▸ TEXTAUSZUG:
━━━━━━━━

Bereits der Vater der modernen Psychoanalyse,
Siegmund Freud, habe auf diese Weise Moses und Leonardo da Vinci
erforscht, unterstützt Frank seine Untersuchung von Geist und
Seele des Präsidenten. Selbst die CIA erstelle mittels der
Psychoanalyse Profile von Menschen, über die die US-Regierung
Näheres erfahren will.
Der Ansatz Franks ist fraglos
überzeugend. Er nutzt für die Erstellung eines
psychologischen Profils von Bush eine Fülle an Quellen: von
alten Zeitungsartikeln über die Memoiren der Mutter Barbara
bis hin zu Michael Moores polemischem "Anti-Bush-Doku-Film".
Außerdem legt er Bushs öffentliche Aussagen geradezu auf
die Goldwaage und zeichnet so eine Charakterentwicklung von der
Kindheit bis zum heutigen Tag.
Insbesondere untersucht er die Rolle der
Eltern des Präsidenten akribisch - allen voran die von Mutter
Barbara, einer bekennend strengen Erzieherin, deren "eigene
Unsicherheiten" sie daran gehindert haben könnten, ihren Sohn
angemessen zu fördern, wie Frank glaubt. Wie alle
Psychoanalytiker, sieht auch Frank vor allem in Bushs Kindheit die
Wurzel allen Übels: neben der traumatischen Erfahrung des
Todes seiner dreijährigen Schwester ist es "eine dramatische
psychischen Abspaltung [von der Realität], die noch immer
einen vorherrschenden Einfluss auf seine Weltsicht als Erwachsener
hat".
Frank argumentiert, dass die Fähigkeit
Bushs, mit seinen Ängsten umzugehen, zwangsläufig gehemmt
und seine Psyche mit nervösen Ängsten belastet habe.
Außerdem habe sie ihn so konditioniert, dass er die Welt in
jenen Schwarz-Weiß-Kategorien sehe, die seine Regierung "so
offensichtlich prägen".
Indem der Washingtoner Psychoanalytiker
seinen Untersuchungsansatz erklärt, verdeutlicht er auch die
durchgehende Schwäche seiner Studie: so sagt er, er habe Bushs
"falsches Allmachtsgefühl" analysiert. Wissenschaftlich sauber
wäre hingegen, wenn Frank sagte, er habe Bushs Kindheit
untersucht und aufgrund bestimmter Erfahrungen sowie dessen tiefer
"fundamentalistischer" Religiösität ein
Allmachtsgefühl festgestellt. Doch seine Analyseart zieht sich
durch das gesamte Buch.
Unterstellungen
Frank unterstellt dem Präsidenten
"Wohlbefinden, außerhalb des Gesetzes zu leben, in seiner
Präsidentschaft die internationale Gesetzgebung so frei zu
interpretieren, wie er einst die Gesetze zum Fahren unter
Alkoholeinfluss und die Dienstanforderungen des Militärs
interpretierte". Bush verfüge über "rigide und
vereinfachende Denkstrukturen, Paranoia und Größenwahn",
die "ihn dazu getrieben haben, Gegner zu erfinden, damit er sie
zerstören kann".

━━━━━━━━

▸ EINTRÄGE:
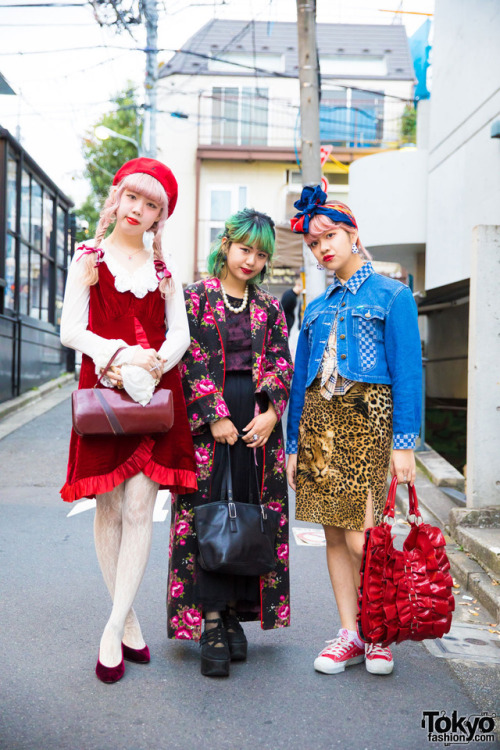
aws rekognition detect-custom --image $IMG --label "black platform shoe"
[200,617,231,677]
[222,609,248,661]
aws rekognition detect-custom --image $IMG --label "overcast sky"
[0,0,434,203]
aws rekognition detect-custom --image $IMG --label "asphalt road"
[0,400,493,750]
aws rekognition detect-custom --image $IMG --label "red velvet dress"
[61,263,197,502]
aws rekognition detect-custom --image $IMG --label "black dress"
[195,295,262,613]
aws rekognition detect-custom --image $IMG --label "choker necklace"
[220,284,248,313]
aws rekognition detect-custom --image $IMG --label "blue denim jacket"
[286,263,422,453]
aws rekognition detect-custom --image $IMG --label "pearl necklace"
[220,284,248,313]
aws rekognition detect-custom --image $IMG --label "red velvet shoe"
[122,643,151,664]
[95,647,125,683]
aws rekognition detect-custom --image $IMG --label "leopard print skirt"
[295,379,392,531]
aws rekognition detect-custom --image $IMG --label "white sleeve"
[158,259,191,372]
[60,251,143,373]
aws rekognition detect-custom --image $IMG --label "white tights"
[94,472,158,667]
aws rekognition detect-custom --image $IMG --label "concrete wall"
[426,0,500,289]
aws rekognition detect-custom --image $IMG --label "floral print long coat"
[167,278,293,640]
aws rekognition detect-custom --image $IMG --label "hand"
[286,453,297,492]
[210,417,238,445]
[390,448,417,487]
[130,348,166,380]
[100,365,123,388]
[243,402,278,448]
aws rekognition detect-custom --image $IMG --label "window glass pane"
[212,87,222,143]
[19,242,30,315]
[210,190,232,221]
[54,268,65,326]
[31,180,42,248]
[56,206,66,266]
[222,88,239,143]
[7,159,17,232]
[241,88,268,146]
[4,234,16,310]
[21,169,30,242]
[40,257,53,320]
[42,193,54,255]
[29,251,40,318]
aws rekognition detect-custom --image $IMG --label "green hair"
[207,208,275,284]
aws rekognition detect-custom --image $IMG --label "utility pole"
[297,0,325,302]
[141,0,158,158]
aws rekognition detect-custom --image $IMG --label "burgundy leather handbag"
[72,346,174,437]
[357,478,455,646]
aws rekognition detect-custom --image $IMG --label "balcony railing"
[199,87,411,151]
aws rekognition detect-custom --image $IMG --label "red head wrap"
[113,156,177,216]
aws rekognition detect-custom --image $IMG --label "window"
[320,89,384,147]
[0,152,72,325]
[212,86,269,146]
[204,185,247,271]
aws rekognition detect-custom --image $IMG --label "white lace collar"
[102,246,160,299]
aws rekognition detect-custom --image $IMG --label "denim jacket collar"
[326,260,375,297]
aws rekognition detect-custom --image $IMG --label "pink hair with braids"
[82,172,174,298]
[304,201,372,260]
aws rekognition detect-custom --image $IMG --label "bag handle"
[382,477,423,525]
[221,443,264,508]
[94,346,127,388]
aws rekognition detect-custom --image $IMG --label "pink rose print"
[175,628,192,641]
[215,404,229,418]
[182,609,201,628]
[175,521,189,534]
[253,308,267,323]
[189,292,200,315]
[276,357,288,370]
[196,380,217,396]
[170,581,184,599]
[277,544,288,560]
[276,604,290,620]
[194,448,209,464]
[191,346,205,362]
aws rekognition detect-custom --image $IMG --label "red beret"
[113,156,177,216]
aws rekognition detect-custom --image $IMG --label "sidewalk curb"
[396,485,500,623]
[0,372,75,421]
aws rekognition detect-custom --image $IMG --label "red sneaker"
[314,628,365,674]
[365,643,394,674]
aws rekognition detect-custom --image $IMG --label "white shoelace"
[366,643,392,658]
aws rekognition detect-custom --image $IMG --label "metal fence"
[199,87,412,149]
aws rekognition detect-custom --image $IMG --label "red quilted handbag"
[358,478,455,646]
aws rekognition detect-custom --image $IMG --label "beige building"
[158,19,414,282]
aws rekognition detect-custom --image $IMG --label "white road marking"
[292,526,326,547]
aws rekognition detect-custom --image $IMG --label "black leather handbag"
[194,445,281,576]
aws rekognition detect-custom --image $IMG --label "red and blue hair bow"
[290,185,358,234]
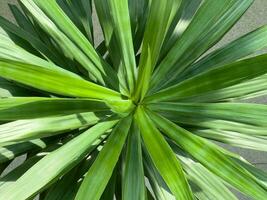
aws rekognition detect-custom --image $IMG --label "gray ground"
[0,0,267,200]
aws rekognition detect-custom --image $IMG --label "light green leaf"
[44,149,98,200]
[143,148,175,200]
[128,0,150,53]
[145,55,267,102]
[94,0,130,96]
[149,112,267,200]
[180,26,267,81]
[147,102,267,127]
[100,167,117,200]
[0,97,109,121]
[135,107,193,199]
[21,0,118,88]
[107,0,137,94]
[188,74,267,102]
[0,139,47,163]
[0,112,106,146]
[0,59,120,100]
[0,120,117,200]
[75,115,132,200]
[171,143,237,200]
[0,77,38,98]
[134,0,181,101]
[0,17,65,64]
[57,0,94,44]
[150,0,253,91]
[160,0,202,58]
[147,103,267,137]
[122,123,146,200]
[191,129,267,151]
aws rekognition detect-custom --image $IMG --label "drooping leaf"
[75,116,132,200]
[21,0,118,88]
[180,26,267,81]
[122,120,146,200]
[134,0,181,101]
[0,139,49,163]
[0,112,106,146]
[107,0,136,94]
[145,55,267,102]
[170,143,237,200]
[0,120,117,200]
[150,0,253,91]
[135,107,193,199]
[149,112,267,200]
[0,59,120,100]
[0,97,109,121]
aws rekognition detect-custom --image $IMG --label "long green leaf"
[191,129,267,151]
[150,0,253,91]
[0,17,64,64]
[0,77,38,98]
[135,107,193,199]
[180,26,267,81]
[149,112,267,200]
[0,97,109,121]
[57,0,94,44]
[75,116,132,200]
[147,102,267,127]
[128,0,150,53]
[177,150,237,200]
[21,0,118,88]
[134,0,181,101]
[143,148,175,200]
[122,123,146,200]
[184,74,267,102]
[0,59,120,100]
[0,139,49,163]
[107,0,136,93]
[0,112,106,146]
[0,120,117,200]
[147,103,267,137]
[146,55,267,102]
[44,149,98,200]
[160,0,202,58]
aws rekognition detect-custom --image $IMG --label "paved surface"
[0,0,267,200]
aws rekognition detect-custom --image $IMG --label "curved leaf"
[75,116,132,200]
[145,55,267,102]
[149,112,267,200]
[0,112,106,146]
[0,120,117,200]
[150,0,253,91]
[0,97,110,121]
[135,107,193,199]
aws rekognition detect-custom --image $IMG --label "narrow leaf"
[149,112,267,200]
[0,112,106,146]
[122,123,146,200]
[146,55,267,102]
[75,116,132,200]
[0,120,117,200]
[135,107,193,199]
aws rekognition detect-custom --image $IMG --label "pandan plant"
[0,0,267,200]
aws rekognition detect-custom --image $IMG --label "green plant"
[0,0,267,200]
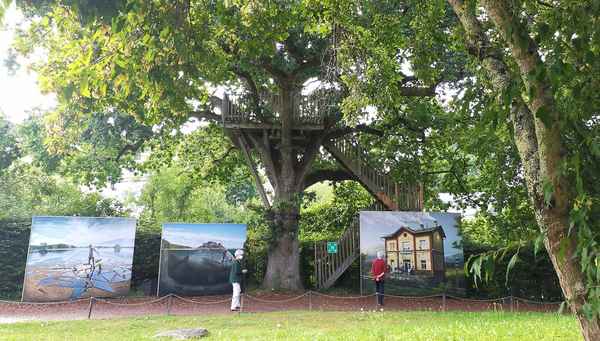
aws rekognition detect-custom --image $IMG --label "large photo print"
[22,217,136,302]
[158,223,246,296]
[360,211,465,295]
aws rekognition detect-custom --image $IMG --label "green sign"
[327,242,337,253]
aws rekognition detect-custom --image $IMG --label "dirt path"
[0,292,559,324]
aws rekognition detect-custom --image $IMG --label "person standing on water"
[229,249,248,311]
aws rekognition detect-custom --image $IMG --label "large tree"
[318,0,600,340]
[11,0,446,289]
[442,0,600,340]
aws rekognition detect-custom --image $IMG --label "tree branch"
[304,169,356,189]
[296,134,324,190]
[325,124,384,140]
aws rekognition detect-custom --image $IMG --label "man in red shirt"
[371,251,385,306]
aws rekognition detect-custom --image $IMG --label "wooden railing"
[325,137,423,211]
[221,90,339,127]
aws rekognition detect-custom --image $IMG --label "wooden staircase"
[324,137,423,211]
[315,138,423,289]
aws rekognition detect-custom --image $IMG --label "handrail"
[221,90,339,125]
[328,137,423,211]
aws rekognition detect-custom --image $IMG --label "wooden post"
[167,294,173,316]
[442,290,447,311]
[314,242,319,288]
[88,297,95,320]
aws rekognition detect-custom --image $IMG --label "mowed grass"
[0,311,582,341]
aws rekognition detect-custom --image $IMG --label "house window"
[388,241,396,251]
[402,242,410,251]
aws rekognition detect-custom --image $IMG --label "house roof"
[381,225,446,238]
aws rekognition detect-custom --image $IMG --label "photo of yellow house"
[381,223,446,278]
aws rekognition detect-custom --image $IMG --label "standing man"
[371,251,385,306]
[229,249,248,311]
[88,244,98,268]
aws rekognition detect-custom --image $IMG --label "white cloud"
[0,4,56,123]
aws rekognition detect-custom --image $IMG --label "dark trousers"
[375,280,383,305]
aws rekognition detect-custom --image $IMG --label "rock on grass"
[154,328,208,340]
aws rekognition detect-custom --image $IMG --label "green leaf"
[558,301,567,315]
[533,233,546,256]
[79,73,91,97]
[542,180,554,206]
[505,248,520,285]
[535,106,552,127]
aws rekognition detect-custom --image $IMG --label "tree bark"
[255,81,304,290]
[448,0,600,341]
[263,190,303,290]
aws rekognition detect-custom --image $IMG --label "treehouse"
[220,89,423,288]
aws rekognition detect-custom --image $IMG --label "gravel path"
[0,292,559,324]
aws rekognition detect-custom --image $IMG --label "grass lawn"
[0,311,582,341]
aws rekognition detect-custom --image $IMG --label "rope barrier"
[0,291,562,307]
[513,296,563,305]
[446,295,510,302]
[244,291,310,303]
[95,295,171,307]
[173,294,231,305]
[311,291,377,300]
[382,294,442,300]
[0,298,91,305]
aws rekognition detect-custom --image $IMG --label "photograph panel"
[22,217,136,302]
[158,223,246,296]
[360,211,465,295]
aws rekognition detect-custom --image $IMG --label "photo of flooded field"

━━━━━━━━

▸ AUFGABEN:
1. Wer hat laut dem Textauszug bereits Moses und Leonardo da Vinci auf diese Weise erforscht?
2. Wiederholen Sie wörtlich die Stelle aus dem Textauszug, die bei „Insbesondere untersucht er“ beginnt und bei „Ängsten belastet habe.“ endet.

▸ LÖSUNGEN:
1. Siegmund Freud, der Vater der modernen Psychoanalyse.

2.
Insbesondere untersucht er die Rolle der
Eltern des Präsidenten akribisch - allen voran die von Mutter
Barbara, einer bekennend strengen Erzieherin, deren "eigene
Unsicherheiten" sie daran gehindert haben könnten, ihren Sohn
angemessen zu fördern, wie Frank glaubt. Wie alle
Psychoanalytiker, sieht auch Frank vor allem in Bushs Kindheit die
Wurzel allen Übels: neben der traumatischen Erfahrung des
Todes seiner dreijährigen Schwester ist es "eine dramatische
psychischen Abspaltung [von der Realität], die noch immer
einen vorherrschenden Einfluss auf seine Weltsicht als Erwachsener
hat".
Frank argumentiert, dass die Fähigkeit
Bushs, mit seinen Ängsten umzugehen, zwangsläufig gehemmt
und seine Psyche mit nervösen Ängsten belastet habe.